### [TASK]
Update the listing below by replacing every occurrence of "marker" with "point" and leaving all other text unchanged.

(Dataset excerpt)
begin
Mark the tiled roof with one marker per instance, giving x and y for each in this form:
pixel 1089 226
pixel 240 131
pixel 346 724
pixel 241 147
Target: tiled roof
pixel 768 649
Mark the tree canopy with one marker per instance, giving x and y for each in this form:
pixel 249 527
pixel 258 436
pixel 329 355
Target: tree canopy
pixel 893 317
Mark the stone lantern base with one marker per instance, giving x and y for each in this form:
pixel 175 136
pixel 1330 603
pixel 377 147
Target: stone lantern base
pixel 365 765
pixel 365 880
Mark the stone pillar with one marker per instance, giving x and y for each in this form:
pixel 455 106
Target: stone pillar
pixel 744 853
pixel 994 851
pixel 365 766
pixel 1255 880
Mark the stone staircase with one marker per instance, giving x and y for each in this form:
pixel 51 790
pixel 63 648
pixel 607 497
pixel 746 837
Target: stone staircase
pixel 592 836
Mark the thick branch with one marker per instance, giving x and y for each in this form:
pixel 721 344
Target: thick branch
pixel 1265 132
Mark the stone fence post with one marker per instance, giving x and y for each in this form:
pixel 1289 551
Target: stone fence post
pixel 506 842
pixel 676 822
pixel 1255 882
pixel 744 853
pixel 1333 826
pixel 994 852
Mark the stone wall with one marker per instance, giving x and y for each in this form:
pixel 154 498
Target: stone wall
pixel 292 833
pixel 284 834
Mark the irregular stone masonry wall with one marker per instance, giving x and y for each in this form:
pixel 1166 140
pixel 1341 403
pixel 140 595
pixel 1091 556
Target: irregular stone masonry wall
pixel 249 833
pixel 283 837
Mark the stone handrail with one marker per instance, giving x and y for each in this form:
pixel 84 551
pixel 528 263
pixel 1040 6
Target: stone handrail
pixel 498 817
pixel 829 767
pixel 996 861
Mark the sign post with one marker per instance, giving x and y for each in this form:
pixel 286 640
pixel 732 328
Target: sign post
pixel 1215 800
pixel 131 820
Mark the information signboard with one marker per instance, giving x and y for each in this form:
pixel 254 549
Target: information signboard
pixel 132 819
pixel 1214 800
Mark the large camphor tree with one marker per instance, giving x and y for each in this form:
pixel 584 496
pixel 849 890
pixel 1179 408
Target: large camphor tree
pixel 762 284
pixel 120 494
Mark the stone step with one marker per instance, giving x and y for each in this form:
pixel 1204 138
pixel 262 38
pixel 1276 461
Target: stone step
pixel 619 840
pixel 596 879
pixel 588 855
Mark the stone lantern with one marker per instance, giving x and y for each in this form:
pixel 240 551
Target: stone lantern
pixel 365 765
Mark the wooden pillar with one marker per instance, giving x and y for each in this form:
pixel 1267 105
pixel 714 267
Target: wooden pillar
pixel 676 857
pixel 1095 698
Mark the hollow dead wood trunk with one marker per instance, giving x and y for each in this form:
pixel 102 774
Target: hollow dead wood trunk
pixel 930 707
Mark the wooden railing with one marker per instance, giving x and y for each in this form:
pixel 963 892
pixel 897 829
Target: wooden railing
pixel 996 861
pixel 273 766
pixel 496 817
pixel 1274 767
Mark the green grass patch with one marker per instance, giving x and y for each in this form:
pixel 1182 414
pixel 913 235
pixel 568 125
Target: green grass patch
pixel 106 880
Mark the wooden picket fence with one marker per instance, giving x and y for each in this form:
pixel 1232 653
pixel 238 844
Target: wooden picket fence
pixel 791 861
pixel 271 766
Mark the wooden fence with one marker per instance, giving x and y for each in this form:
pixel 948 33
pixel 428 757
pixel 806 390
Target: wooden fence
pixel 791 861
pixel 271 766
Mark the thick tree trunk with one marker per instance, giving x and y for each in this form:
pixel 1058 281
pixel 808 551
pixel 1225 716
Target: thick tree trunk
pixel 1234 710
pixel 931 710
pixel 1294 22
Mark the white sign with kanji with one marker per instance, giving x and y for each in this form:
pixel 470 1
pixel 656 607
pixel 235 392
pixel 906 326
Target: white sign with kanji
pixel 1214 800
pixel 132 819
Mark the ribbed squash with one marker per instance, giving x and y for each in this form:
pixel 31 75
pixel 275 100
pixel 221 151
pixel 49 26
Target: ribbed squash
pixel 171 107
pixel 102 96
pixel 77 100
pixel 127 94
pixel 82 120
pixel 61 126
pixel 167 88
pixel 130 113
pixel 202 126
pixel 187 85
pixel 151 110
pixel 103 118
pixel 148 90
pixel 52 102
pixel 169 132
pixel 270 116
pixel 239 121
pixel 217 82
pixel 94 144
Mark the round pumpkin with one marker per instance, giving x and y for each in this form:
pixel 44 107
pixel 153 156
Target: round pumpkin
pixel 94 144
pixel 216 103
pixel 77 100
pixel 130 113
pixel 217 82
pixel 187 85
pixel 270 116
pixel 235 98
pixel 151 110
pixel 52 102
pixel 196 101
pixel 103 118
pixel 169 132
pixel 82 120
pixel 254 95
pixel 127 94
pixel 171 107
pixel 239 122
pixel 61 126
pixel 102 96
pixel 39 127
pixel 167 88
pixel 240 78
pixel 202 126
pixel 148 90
end
### [OUTPUT OF THE TASK]
Mark the tiled roof with one point per instance, giving x and y for each in this form:
pixel 1089 226
pixel 240 131
pixel 346 724
pixel 241 147
Target: tiled roof
pixel 768 649
Mark the tree canopy with one point per instance, giving x and y for each in this form:
pixel 249 527
pixel 258 436
pixel 329 355
Target: tree canopy
pixel 893 317
Mark the stone lantern base with one point per instance, giving x and y for each in this form:
pixel 175 136
pixel 1330 603
pixel 377 147
Target: stone lantern base
pixel 365 765
pixel 365 880
Mark the stone pillar with one point per instance, giving x and y for each in this form:
pixel 455 106
Target: stone pillar
pixel 744 853
pixel 994 851
pixel 365 766
pixel 1255 880
Mark the stone staircase with one point per instance, giving x and y for each in this form:
pixel 51 790
pixel 63 648
pixel 607 497
pixel 746 837
Target: stone staircase
pixel 592 836
Mark the thick branch with one point per instance, giving x and y for each in this form:
pixel 721 344
Target: thick branch
pixel 1265 132
Mark the stone fence post with one point per instance, giving x and y for each in this form:
pixel 1289 551
Target: stone fence post
pixel 506 842
pixel 676 822
pixel 1255 882
pixel 744 853
pixel 1333 826
pixel 994 852
Mark the stone wall with one point per instance, giving x and y for each in this form:
pixel 154 498
Target: stone wall
pixel 292 833
pixel 284 834
Mark the irregular stone masonry wall with one point per instance, giving x and y for each in this form:
pixel 1166 140
pixel 1341 403
pixel 140 595
pixel 1091 556
Target: irregular stone masonry wall
pixel 249 833
pixel 283 837
Mark the stone handrail with one point per instance, giving x and y for each in this form:
pixel 84 551
pixel 528 263
pixel 1040 6
Target: stone handrail
pixel 498 817
pixel 829 767
pixel 996 861
Mark the sign post with one point per instance, giving x and y for each in this form:
pixel 286 640
pixel 732 328
Target: sign post
pixel 1215 800
pixel 131 820
Mark the information signboard with one point per instance, giving x and y for each in this form:
pixel 254 549
Target: information signboard
pixel 132 819
pixel 1214 800
Mark the large camphor tree with one point per instance, giving x and y for each in this form:
pixel 584 496
pixel 849 890
pixel 1179 408
Target: large camphor tree
pixel 762 284
pixel 120 494
Mark the stone step with one point per instance, giving x and y for each in this form:
pixel 1204 138
pixel 262 38
pixel 1276 461
Target: stone step
pixel 619 840
pixel 596 879
pixel 588 855
Mark the stone lantern with one point per instance, giving x and y for each in this form:
pixel 240 551
Target: stone lantern
pixel 365 765
Mark the wooden pillar with one point per instance, giving x and y for each in this form:
pixel 1267 105
pixel 714 267
Target: wooden pillar
pixel 676 857
pixel 1095 698
Mark the hollow dead wood trunk with one point per instance, giving x and y for each in this form:
pixel 102 774
Target: hollow dead wood trunk
pixel 930 707
Mark the wooden railing with one point per instance, giving x and y for each in this form:
pixel 963 892
pixel 897 829
Target: wooden railing
pixel 996 861
pixel 273 766
pixel 496 817
pixel 1274 767
Mark the green grass patch with one point per instance, giving x and y for each in this form:
pixel 1182 414
pixel 913 235
pixel 568 125
Target: green grass patch
pixel 106 880
Mark the wooden picket fence with one point per instance, giving x and y for each in this form:
pixel 1232 653
pixel 238 844
Target: wooden picket fence
pixel 791 861
pixel 271 766
Mark the wooden fence with one point per instance, giving x and y for each in this form:
pixel 948 33
pixel 428 757
pixel 806 390
Target: wooden fence
pixel 791 861
pixel 271 766
Mark the thick tree trunk with one point per instance, giving x and y for each in this form:
pixel 1058 281
pixel 808 551
pixel 1225 716
Target: thick tree trunk
pixel 1234 710
pixel 931 710
pixel 1294 22
Mark the white sign with kanji with one point per instance, giving x and y for each in this form:
pixel 470 1
pixel 656 607
pixel 235 392
pixel 906 326
Target: white sign with kanji
pixel 1214 800
pixel 132 819
Mark the ribbed squash with one point per instance, giving x and y for each in this form:
pixel 31 75
pixel 275 100
pixel 221 151
pixel 49 26
Target: ribbed squash
pixel 171 107
pixel 102 96
pixel 77 100
pixel 127 94
pixel 82 120
pixel 61 126
pixel 167 88
pixel 130 113
pixel 202 126
pixel 187 85
pixel 151 110
pixel 103 118
pixel 148 90
pixel 52 102
pixel 169 132
pixel 270 116
pixel 239 121
pixel 217 82
pixel 94 144
Mark the round pumpkin with one point per instance, giving x and y for each in this form:
pixel 44 107
pixel 153 156
Target: round pumpkin
pixel 94 144
pixel 216 103
pixel 77 100
pixel 130 113
pixel 217 82
pixel 187 85
pixel 270 116
pixel 235 98
pixel 151 110
pixel 52 102
pixel 196 101
pixel 103 118
pixel 169 132
pixel 82 120
pixel 254 95
pixel 127 94
pixel 171 107
pixel 239 122
pixel 61 126
pixel 102 96
pixel 39 127
pixel 167 88
pixel 240 78
pixel 202 126
pixel 148 90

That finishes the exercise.